* **The task**
Convert the lines of the records below, from the line containing "Target: white siding" through the line containing "Target: white house", into a numbered list with blank lines omitted. Include only those lines.

* **Provided data**
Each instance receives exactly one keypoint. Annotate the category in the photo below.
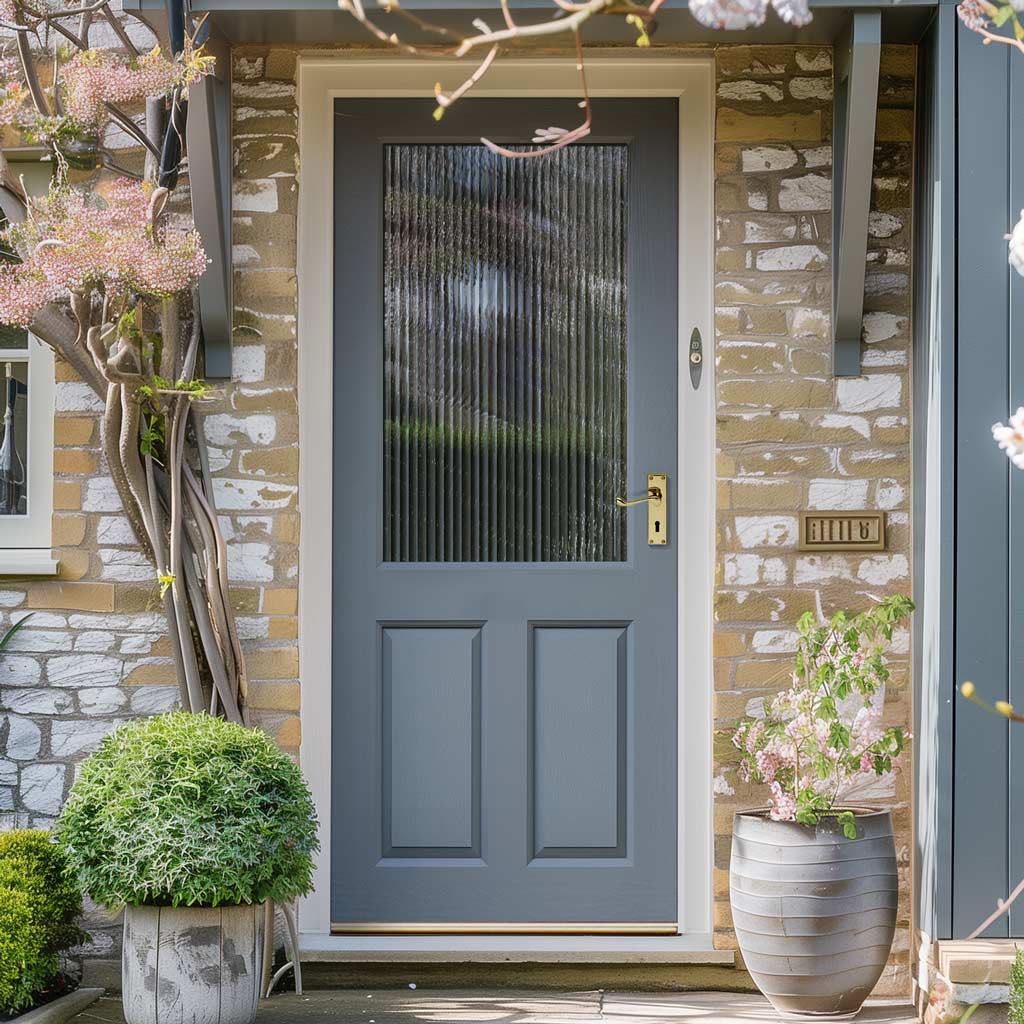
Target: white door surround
...
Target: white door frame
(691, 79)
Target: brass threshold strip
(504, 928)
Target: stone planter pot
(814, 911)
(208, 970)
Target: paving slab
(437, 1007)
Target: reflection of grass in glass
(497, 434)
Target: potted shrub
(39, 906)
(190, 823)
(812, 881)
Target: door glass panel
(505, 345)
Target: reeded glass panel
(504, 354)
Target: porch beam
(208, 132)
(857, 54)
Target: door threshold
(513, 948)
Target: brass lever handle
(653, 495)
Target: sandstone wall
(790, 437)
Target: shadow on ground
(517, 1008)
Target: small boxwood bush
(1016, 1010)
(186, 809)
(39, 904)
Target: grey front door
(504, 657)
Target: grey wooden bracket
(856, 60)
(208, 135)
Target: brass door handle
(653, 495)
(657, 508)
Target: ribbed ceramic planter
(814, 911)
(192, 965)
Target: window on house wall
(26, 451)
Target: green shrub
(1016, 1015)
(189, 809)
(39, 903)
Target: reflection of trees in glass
---
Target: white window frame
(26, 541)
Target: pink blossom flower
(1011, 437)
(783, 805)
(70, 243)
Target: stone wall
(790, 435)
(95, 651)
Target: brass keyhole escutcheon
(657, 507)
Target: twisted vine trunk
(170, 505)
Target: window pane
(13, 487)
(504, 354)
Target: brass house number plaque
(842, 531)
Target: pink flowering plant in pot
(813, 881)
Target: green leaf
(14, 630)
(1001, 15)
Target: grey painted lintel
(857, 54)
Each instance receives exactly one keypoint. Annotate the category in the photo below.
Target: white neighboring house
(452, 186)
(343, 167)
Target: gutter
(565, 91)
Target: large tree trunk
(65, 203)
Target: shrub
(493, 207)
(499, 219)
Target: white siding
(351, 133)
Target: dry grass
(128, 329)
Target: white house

* **Response**
1. Target: white siding
2. (351, 133)
3. Target: dry grass
4. (128, 329)
5. Target: white house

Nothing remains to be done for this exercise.